■ Aim of the task
I would like you to transcribe all of the data exactly.

■ Exercise inputs

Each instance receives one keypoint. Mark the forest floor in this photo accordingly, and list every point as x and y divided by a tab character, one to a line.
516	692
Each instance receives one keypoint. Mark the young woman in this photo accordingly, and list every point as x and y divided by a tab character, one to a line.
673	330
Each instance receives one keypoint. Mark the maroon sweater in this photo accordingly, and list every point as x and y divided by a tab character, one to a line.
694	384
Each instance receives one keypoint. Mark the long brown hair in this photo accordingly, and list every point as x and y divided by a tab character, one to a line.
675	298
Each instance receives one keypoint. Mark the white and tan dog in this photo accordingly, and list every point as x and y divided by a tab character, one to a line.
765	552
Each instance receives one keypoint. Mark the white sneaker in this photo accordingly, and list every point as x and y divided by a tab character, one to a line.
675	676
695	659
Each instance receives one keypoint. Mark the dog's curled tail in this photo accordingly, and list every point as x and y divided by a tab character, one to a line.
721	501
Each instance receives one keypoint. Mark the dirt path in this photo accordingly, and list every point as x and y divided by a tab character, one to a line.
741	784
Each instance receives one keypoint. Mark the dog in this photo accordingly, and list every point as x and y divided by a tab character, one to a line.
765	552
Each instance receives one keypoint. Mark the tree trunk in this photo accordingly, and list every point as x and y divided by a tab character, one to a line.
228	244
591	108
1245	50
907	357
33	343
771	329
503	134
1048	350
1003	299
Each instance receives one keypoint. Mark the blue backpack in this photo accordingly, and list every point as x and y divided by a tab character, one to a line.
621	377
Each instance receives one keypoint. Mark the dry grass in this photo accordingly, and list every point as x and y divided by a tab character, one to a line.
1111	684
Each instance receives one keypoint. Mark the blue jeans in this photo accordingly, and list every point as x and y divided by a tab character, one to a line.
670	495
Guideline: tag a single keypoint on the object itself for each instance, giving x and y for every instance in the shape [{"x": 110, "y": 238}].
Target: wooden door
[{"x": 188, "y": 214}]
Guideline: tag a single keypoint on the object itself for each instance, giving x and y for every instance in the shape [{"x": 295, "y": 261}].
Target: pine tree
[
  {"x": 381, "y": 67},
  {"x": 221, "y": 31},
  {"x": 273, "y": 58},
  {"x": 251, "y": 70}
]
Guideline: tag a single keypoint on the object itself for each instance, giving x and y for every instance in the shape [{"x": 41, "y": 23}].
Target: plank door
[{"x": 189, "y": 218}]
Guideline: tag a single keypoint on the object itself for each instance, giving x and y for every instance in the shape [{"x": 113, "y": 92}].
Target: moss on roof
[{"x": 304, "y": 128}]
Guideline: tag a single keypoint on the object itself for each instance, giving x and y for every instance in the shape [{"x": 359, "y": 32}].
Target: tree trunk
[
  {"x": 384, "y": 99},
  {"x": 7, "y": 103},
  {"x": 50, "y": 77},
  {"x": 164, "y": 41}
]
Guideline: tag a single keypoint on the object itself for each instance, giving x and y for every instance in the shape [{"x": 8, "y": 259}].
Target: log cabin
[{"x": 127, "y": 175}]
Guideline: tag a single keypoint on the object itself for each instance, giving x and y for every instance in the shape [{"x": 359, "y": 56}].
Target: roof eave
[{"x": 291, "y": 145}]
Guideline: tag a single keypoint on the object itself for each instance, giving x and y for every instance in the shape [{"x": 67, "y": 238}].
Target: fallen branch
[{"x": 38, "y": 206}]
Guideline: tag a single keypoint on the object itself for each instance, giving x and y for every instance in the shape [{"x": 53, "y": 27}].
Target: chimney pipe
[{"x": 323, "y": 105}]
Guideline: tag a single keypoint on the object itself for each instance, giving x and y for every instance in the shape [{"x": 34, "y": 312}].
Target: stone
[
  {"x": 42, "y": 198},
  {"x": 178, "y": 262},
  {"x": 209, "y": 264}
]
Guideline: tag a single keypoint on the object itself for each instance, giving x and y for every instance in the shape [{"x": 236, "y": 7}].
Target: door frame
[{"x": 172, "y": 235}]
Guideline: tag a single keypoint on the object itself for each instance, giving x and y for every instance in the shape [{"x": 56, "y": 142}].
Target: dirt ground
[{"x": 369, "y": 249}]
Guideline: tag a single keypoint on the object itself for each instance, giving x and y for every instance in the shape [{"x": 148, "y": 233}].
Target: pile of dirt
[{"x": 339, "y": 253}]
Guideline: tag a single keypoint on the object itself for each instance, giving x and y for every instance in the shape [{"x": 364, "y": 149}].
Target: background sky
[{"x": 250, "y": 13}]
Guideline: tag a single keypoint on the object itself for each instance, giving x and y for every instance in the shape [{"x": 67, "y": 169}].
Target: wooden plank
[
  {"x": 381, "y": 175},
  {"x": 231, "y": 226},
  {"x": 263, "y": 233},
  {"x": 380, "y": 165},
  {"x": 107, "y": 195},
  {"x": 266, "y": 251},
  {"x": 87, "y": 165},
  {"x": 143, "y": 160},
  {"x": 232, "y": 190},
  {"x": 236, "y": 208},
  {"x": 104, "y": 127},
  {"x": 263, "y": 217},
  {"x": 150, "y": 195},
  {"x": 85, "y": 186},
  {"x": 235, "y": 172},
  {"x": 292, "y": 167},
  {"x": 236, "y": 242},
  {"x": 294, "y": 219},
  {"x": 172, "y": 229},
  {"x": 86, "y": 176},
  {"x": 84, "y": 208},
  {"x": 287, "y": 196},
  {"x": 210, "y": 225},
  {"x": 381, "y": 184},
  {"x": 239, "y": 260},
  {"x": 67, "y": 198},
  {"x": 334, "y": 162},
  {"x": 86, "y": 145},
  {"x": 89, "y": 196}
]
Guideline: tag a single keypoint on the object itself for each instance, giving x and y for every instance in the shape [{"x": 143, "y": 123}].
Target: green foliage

■ Finished task
Each instance receives one keypoint. Mark the forest floor in this photo accordingly, and list every point as x and y divided by a tab character, one to a line.
516	692
Each instance receives one keypoint. Mark the young woman in this photo accordingly, and list every point as x and y divided by a tab character, one to a line.
673	330
Each instance receives one keypoint. Mark the maroon sweater in this photo accordingly, and list every point as x and y divided by a tab character, one to a line.
694	384
Each instance receives one keypoint. Mark the long brown hair in this photo accordingly, and list every point as x and y divided by a tab character, one to a line.
675	298
Each instance receives one keypoint. Mark the white and tan dog in this photo accordingly, and list every point as x and y divided by a tab character, one to a line.
765	552
Each instance receives one keypoint. Mark the white sneaker in this photo accordingly, and list every point as x and y divided by a tab character, one to a line.
675	676
695	659
Each instance receives one keypoint. Mark the dog's curled tail in this photo accordingly, and list every point as x and y divided by a tab character, one to a line.
721	501
Each instance receives one keypoint. Mark the dirt path in this photo accordingly, and list every point as x and y divided by a tab character, one to a line.
741	784
Each instance receives one keypoint. Mark the dog in this photo accordingly, and list every point as x and y divided by a tab character, one to a line.
765	552
Each instance receives one keypoint. Mark the tree trunk in this photo accordingly, and list every point as x and y divided by a tab character, one to a line.
228	244
591	108
1245	50
907	357
33	343
771	329
503	134
1048	350
1003	299
Each instance receives one keypoint. Mark the blue backpack in this photo accordingly, and list every point as x and y divided by a tab character, one to a line.
621	377
Each instance receives one keypoint. Mark the dry grass in this photo accordingly, and list every point as x and y divided by a tab character, one to a line.
1111	684
Each instance receives one keypoint. Mark the blue jeans in this photo accordingly, and list every point as x and y divided by a tab character, one to a line.
670	495
Guideline: tag a single keypoint on the object itself for each instance, giving x and y for every instance in the shape [{"x": 110, "y": 238}].
Target: wooden door
[{"x": 188, "y": 214}]
Guideline: tag a single keypoint on the object itself for each instance, giving x and y for every instance in the shape [{"x": 295, "y": 261}].
Target: pine tree
[
  {"x": 381, "y": 67},
  {"x": 221, "y": 31},
  {"x": 273, "y": 58},
  {"x": 251, "y": 70}
]
Guideline: tag a single keypoint on the object itself for each instance, giving x and y for every instance in the shape [{"x": 41, "y": 23}].
Target: plank door
[{"x": 189, "y": 218}]
Guideline: tag a single keypoint on the object itself for each instance, giving x and y for every instance in the shape [{"x": 113, "y": 92}].
Target: moss on roof
[{"x": 304, "y": 128}]
Guideline: tag a single keypoint on the object itself for each instance, giving x and y for every instance in the shape [{"x": 359, "y": 32}].
Target: tree trunk
[
  {"x": 384, "y": 99},
  {"x": 7, "y": 103},
  {"x": 50, "y": 77},
  {"x": 164, "y": 41}
]
Guideline: tag a single keypoint on the object itself for each instance, giving x and y for every instance in the shape [{"x": 8, "y": 259}].
Target: log cabin
[{"x": 127, "y": 175}]
Guideline: tag a single keypoint on the object itself for each instance, giving x and y for every instance in the shape [{"x": 359, "y": 56}].
Target: roof eave
[{"x": 291, "y": 145}]
Guideline: tag a single keypoint on the object itself for each instance, giving x and y for every instance in the shape [{"x": 67, "y": 238}].
Target: fallen branch
[{"x": 38, "y": 206}]
Guideline: tag a single keypoint on the object itself for each instance, giving x and y for every instance in the shape [{"x": 53, "y": 27}].
Target: chimney pipe
[{"x": 323, "y": 105}]
Guideline: tag a single keypoint on the object itself for each instance, giving x and y for every instance in the shape [{"x": 34, "y": 312}].
Target: stone
[
  {"x": 42, "y": 198},
  {"x": 178, "y": 262},
  {"x": 209, "y": 264}
]
Guideline: tag a single keypoint on the object itself for each instance, giving x and y for every instance in the shape [{"x": 236, "y": 7}].
Target: door frame
[{"x": 172, "y": 235}]
Guideline: tag a single keypoint on the object itself for each instance, giving x and y for every instance in the shape [{"x": 56, "y": 142}].
Target: dirt ground
[{"x": 369, "y": 249}]
Guideline: tag a single keypoint on the object itself for each instance, giving x and y for every instance in the shape [{"x": 148, "y": 233}].
Target: pile of dirt
[{"x": 339, "y": 253}]
Guideline: tag a single keypoint on the object itself for each instance, giving x and y for every instance in the shape [{"x": 364, "y": 149}].
Target: background sky
[{"x": 250, "y": 13}]
Guideline: tag a single keypoint on the object itself for each instance, giving x and y for every instance in the shape [{"x": 67, "y": 169}].
Target: wooden plank
[
  {"x": 381, "y": 175},
  {"x": 231, "y": 226},
  {"x": 263, "y": 233},
  {"x": 380, "y": 165},
  {"x": 107, "y": 195},
  {"x": 266, "y": 251},
  {"x": 87, "y": 165},
  {"x": 143, "y": 160},
  {"x": 232, "y": 190},
  {"x": 236, "y": 208},
  {"x": 104, "y": 127},
  {"x": 263, "y": 217},
  {"x": 150, "y": 195},
  {"x": 85, "y": 186},
  {"x": 235, "y": 172},
  {"x": 292, "y": 167},
  {"x": 236, "y": 242},
  {"x": 294, "y": 219},
  {"x": 172, "y": 229},
  {"x": 86, "y": 176},
  {"x": 84, "y": 208},
  {"x": 287, "y": 196},
  {"x": 210, "y": 225},
  {"x": 381, "y": 184},
  {"x": 239, "y": 260},
  {"x": 67, "y": 198},
  {"x": 334, "y": 162},
  {"x": 86, "y": 145},
  {"x": 89, "y": 196}
]
Guideline: tag a single keypoint on the object itself for each instance, giving x and y for every instance in the shape [{"x": 143, "y": 123}].
Target: green foliage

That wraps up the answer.